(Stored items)
»»

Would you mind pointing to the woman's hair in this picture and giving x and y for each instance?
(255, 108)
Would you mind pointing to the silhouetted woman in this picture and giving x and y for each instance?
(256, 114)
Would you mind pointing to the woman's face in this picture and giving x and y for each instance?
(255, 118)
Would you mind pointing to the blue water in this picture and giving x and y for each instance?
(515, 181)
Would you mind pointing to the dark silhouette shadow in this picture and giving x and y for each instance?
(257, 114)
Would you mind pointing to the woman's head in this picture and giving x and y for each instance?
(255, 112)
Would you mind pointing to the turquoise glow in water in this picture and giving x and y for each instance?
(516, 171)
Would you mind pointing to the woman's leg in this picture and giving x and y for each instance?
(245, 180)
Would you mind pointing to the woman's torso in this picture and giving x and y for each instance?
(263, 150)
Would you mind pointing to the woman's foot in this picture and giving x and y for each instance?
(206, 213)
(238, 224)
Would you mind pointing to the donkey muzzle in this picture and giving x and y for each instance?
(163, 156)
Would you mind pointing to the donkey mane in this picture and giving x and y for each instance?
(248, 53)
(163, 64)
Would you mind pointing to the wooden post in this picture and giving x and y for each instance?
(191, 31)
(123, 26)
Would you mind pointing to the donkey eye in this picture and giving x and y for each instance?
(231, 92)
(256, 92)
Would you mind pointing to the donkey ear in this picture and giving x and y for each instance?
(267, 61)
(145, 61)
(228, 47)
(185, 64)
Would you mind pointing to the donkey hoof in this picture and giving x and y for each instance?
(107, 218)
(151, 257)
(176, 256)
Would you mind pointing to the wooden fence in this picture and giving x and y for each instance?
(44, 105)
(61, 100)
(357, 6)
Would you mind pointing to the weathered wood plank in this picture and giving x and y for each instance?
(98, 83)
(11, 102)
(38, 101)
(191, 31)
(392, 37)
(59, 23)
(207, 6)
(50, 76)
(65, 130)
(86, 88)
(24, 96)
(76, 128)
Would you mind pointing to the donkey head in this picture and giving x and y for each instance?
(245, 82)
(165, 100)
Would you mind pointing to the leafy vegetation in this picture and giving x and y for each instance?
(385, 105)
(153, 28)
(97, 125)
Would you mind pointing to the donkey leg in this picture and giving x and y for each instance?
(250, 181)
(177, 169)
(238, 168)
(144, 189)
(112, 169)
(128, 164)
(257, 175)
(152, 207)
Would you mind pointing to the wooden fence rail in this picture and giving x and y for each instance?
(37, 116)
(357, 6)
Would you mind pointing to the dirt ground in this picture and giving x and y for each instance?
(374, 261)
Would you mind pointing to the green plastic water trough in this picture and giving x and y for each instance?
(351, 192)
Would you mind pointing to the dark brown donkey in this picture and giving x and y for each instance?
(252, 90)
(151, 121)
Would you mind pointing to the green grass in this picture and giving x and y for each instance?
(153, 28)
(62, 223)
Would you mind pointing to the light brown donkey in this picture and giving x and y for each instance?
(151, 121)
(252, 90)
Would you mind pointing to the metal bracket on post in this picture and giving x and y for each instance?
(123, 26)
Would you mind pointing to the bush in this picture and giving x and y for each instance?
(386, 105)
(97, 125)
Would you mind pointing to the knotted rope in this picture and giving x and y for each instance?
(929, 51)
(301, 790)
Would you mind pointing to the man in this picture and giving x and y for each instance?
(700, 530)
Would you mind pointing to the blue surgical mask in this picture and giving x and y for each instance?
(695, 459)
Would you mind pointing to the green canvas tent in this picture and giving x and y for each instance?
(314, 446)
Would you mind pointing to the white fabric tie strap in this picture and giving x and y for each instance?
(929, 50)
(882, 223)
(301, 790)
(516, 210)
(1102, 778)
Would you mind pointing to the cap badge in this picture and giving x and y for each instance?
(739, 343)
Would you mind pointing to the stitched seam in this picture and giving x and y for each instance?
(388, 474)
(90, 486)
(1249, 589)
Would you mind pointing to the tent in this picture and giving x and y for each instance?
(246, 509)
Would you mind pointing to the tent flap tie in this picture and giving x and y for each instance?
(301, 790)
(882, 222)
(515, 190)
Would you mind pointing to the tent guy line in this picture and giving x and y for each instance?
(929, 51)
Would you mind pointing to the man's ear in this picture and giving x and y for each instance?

««

▶ Task objective
Copy the listing above word for word, keeping every line in its original order.

▶ Output of the exercise
Would you mind pointing to the woman's hair in this picture and giving x and y for each instance?
(255, 108)
Would you mind pointing to the silhouetted woman in this picture and giving x and y for each instance?
(256, 114)
Would you mind pointing to the woman's face in this picture and giving x and y for each instance?
(255, 118)
Would you mind pointing to the blue water in this picture and giving x and y for each instance?
(515, 181)
Would you mind pointing to the dark silhouette shadow in this picture and giving x and y for each instance?
(257, 114)
Would you mind pointing to the woman's head in this picture and giving x and y for each instance?
(255, 112)
Would you mind pointing to the turquoise glow in water in this picture and giving x and y for each instance?
(516, 171)
Would you mind pointing to the woman's leg in this picture and giving x and y for each instance?
(245, 180)
Would you mind pointing to the woman's torso in this picture and giving x and y for each instance?
(263, 150)
Would you mind pointing to the woman's foot in this picture and giving x and y for each instance?
(206, 213)
(238, 224)
Would you mind pointing to the donkey muzzle in this picture and giving x and y for each instance?
(163, 156)
Would you mind pointing to the donkey mane in this picture and giving x and y for each instance?
(248, 53)
(163, 64)
Would you mind pointing to the wooden post in this picture and giving x and y for each instance?
(191, 31)
(123, 26)
Would you mind pointing to the donkey eye in this picture and giving x and y for each instance?
(231, 92)
(256, 92)
Would you mind pointing to the donkey ear in this picture and giving x and y for each instance?
(267, 61)
(145, 61)
(228, 47)
(185, 64)
Would you mind pointing to the donkey hoof in this picture and giving x and y for each instance?
(107, 218)
(151, 257)
(176, 256)
Would you mind pointing to the wooden fence in this picture and giving x and y for each instance?
(44, 105)
(61, 100)
(357, 6)
Would you mind pointing to the weathered wood plank in this picture and giving x and y for each instance?
(98, 83)
(11, 102)
(38, 101)
(191, 31)
(392, 37)
(59, 23)
(207, 6)
(50, 76)
(65, 130)
(86, 88)
(24, 96)
(76, 128)
Would you mind pointing to the donkey head in this picture and giving x and y for each instance?
(245, 82)
(165, 100)
Would you mind pointing to the leafy vegetation in this picture and giving x and y for each instance?
(385, 105)
(153, 28)
(97, 125)
Would you mind pointing to the donkey leg in this picture and giving x and y for each instance?
(250, 181)
(177, 169)
(238, 168)
(144, 189)
(112, 169)
(128, 164)
(257, 175)
(152, 207)
Would you mind pointing to the wooden fence rail in this picture and giving x and y for each instance?
(37, 116)
(357, 6)
Would you mind pointing to the dirt ground in this picture and giving x and y for each instance?
(374, 261)
Would you mind pointing to the green plastic water trough in this picture and giving x and y for each instance?
(351, 192)
Would you mind pointing to the dark brown donkey in this picture and giving x and y for each instance?
(252, 90)
(151, 121)
Would you mind pointing to the green grass in this picture and giving x and y for each instance?
(153, 28)
(62, 223)
Would you mind pointing to the light brown donkey in this picture and giving x and y for each instance?
(151, 121)
(252, 90)
Would you mind pointing to the metal bracket on post in this picture and giving x and y for each instance?
(123, 26)
Would you mind pointing to the bush in this picture and giving x and y for each instance?
(386, 105)
(97, 125)
Would you mind pointing to the knotted rope in this picture and giving x and y for each instance?
(929, 51)
(301, 790)
Would you mind pointing to the man in this picture and giving x and y for each instance?
(700, 530)
Would you mind pointing to the blue surgical mask in this picture and giving x and y for each instance?
(695, 459)
Would you mind pointing to the green canvas tent in this picture and giving x and y for each instance?
(314, 446)
Would you mind pointing to the white fabric tie strap in this picture and giving x and y for each instance?
(929, 50)
(882, 223)
(301, 790)
(516, 210)
(1102, 778)
Would you mind pointing to the cap badge in this picture and giving x and y for each instance?
(739, 343)
Would you mind pointing to the stitched seam in this picture and giving x and y for each instance?
(388, 474)
(90, 486)
(1249, 589)
Would you mind pointing to the tent in this picture and giving x and y for each instance?
(246, 509)
Would you mind pointing to the tent flap tie in this picture and giving x and y for each instance?
(301, 790)
(882, 222)
(515, 190)
Would you mind pointing to the tent guy line in this picture and giving x and y for each instance?
(929, 51)
Would you mind pointing to the man's ear in this picture and giving x and y for each instance?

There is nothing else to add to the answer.